### PROVIDED TEXT

I haven’t written here in quite some time. To say that a lot has happened between then and now is probably the understatement of the year. But mostly, it’s what has happened in the past three and a half days that has prompted me to write this. So much has been running through my head – all these thoughts turned words turned insight and then lost, never seeing a written page. Indeed, this is but a feeble attempt to recover what was lost and, if experience is any indication, it will prove not just cathartic; the mere act of writing will produce more, reveal more than I can think of or remember now. This is the start…
Today – Friday, November 16th – is the first day I have ridden my motorcycle since last Tuesday afternoon. The ride today and the ride then are as different as night and day. Then, I was on a mission. I had to be somewhere and I had to be there fast. It was late afternoon with all the traffic associated with any afternoon commute. I knew what it would be like and I did not have the time to navigate it with my car. It was not a pleasure ride, it was not a utilitarian ride, it was an emergency and every ounce of skill I have gained through more than 100,000-plus miles and who knows how many years of experience was put to its test. I was literally racing to the hospital where my youngest son was taken after a serious accident on his motorcycle. During his utilitarian commute home from work. Like any other day. And it just happen. Some idiot crossed his path.
The next three days up until this morning were bad. He had two major operations to repair the trauma done unto him – an open femur fracture, an open tib-fib fracture both on his left leg and a really ugly fractured humerus on his right arm. Each a serious injury on its own, together they could be life-threatening. While his life was not in serious danger due to the fast response and excellent care he received at the very nearby hospital, he is still in for a long recovery. His bike is, of course, history. There is much more, but this morning he was able to stand – briefly and with a lot of effort and help – twice. Tomorrow should be better, and so the long process will go. The rest is his story and in time he will tell it in his way, but for those of us who ride – and he acknowledges this – we know it’s never a matter of if, but when.
While Matthew is absolutely his own man, we do possess similar qualities, among them is an all-or-nothing attitude. We ride safely, but it could be described as aggressive, too. And on a motorcycle, the last thing any rider should be is timid. Timidity is more dangerous. This is not to say his accident was in any way caused by aggressive riding – he had the right of way, he was doing everything legally and properly – but he was surprised by the stupidity of some idiot driving a car. I ride a lot – a lot more than he does – and I see it all the time. Experience has me anticipating all the idiotic things drivers can do, but I can be and probably will be surprised one day. One cannot predict everything. Would I have anticipated the car that took him out? I don’t know – maybe, maybe not.

######

*TASKS AND EXERCISES*.
1. In the post about the motorcycle accident, why did the writer take the motorcycle rather than the car on the Tuesday afternoon? Answer in one to three sentences.
2. Answer these questions about the post about the motorcycle accident.
(a) On what day and date does the writer ride the motorcycle again?
(b) Which of the son's arms has the fractured humerus?
(c) In the accident, who had the right of way?
3. Carry on the post about the motorcycle accident from its final sentence.

### RECORDS PROVIDED

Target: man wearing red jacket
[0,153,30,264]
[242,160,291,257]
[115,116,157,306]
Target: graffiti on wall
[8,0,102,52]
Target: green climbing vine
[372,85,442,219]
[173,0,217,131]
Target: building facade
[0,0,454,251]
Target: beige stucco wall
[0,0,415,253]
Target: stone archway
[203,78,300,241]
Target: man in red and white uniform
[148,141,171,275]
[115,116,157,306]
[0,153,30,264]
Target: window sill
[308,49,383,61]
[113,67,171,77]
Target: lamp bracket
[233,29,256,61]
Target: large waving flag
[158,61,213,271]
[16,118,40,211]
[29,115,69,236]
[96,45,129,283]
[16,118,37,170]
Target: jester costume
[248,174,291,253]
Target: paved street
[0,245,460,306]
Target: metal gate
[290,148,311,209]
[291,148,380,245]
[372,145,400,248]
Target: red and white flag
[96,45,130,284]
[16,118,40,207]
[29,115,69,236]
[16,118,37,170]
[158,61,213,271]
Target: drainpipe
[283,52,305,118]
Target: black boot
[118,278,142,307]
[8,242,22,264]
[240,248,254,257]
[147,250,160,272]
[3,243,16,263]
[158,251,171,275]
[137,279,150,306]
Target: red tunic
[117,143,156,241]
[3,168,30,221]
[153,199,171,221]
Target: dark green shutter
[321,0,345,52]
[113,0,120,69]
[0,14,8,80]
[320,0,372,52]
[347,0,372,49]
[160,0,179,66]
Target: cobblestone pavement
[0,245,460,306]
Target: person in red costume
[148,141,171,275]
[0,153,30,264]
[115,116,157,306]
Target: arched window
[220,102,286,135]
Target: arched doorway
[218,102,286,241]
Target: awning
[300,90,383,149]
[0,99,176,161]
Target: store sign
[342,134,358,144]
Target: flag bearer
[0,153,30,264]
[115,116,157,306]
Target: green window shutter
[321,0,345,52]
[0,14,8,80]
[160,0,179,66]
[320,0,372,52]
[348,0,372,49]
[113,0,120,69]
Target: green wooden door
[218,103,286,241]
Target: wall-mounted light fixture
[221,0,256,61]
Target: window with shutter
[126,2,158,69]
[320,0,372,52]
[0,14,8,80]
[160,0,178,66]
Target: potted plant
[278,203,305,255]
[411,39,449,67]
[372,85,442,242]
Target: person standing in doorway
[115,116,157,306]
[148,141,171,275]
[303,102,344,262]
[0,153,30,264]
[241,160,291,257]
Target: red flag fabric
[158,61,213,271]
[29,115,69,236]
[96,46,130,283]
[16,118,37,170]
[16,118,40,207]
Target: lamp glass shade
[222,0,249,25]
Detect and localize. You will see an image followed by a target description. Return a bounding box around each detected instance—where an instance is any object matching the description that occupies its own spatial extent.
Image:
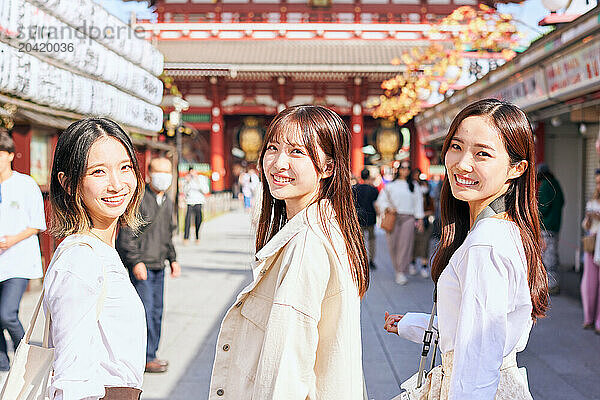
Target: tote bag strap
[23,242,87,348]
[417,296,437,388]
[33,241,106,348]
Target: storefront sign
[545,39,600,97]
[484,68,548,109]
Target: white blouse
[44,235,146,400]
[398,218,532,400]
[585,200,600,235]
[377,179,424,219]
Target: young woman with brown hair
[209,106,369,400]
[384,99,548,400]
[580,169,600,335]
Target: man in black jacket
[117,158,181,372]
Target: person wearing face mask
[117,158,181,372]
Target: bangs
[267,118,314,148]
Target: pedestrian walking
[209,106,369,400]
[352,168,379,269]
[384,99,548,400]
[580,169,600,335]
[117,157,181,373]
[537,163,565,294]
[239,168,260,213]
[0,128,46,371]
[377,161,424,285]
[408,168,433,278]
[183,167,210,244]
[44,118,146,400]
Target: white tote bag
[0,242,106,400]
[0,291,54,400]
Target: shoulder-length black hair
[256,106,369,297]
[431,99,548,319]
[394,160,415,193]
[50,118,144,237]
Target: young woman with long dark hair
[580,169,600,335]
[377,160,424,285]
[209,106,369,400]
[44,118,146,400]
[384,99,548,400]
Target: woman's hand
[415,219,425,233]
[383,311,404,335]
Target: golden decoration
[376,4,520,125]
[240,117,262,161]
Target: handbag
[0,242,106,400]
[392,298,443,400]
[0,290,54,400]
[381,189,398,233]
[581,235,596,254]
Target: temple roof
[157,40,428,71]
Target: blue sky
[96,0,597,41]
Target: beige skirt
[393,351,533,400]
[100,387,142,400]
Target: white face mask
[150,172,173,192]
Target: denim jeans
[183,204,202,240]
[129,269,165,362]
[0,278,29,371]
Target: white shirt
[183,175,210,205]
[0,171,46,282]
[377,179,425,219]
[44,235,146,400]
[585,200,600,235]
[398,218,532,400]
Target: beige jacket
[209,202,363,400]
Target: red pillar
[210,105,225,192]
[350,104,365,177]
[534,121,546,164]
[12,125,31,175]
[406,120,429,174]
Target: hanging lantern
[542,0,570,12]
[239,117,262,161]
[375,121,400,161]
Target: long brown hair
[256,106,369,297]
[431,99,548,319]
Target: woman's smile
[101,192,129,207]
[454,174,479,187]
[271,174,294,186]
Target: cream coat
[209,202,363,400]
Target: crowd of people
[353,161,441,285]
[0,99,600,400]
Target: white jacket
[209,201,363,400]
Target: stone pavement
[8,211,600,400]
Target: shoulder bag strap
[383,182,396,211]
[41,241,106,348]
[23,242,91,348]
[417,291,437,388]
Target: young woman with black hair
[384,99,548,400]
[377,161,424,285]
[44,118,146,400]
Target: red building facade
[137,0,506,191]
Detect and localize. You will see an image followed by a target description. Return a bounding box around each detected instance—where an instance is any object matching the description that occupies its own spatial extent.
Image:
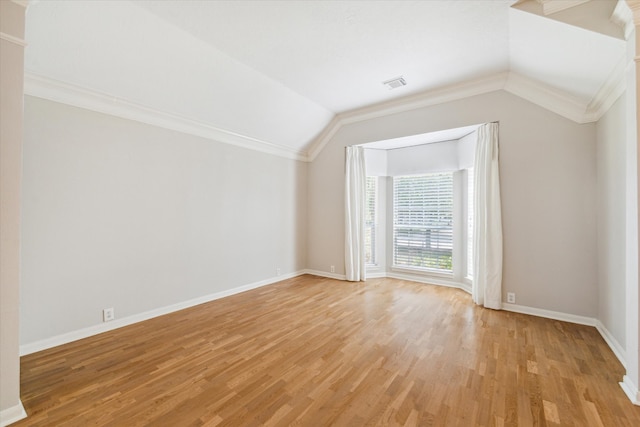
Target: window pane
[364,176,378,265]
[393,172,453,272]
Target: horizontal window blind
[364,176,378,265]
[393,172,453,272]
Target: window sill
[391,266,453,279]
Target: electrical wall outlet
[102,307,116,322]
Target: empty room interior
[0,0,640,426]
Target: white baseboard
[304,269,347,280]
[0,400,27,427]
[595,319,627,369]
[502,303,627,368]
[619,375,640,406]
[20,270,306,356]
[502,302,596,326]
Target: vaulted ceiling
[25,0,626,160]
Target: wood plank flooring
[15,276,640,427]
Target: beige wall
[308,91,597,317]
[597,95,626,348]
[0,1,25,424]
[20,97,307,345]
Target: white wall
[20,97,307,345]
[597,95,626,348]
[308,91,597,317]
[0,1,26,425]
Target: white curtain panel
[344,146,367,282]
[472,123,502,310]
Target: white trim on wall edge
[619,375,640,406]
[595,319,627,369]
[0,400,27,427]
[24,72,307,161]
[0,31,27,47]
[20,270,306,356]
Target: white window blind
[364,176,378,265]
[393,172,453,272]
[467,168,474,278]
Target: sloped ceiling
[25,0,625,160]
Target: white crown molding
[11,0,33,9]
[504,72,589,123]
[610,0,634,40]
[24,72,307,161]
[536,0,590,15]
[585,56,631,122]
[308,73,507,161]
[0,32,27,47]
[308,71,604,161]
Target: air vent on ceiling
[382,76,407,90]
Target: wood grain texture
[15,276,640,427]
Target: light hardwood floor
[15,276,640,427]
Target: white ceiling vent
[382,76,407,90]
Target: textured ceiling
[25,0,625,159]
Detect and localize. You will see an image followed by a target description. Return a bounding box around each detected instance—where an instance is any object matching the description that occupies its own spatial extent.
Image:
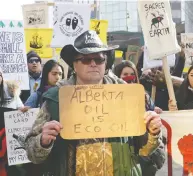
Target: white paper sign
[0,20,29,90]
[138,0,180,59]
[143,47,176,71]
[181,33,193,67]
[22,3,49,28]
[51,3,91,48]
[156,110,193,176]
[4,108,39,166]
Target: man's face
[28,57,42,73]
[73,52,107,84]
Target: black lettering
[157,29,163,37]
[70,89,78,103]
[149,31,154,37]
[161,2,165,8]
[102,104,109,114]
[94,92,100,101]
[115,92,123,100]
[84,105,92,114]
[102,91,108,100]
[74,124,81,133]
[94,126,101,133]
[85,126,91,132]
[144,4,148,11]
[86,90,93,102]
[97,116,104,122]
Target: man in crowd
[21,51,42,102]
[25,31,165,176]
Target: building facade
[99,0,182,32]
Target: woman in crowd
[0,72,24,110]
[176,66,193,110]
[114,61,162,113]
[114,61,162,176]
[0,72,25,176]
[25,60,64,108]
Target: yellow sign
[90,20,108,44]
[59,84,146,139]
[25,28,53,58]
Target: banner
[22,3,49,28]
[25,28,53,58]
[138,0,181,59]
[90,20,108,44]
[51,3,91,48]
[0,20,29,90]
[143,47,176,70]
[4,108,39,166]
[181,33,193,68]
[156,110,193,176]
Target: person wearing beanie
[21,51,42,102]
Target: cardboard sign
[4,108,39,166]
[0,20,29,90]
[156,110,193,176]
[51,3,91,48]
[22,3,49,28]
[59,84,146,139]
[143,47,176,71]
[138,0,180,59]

######

*ANSWERS TO THE PROBLEMS*.
1. It was late afternoon, and the writer expected the heavy traffic of the afternoon commute. There was no time to work through that traffic in a car, and the writer had to reach the hospital fast.

2.
(a) Friday, November 16th.
(b) His right arm.
(c) Matthew, the writer's son.

3.
The point of this has to do with my thoughts this morning as I was riding back to the hospital – the same exact route I raced through last Tuesday. Obviously, it was not an emergency. There was no hurry. I knew the state he was in today and it is significantly improved over just yesterday. I can describe my ride this morning as… muted. Still aggressive in my wariness of those driving, still keeping my distance between them and me, but today it was in a different way. Today I was not trying to keep the potential risk in my rear-view mirror. Today I was content with keeping that distance in front of me. I still feel it’s best to be in front, that I have more control over potential risks that way, however, I think that maybe getting there might not always be the best way to keep that cushion. Maybe I could slow down a little bit. Maybe the utilitarian riding – my commuting – is not a risk worth taking. Maybe.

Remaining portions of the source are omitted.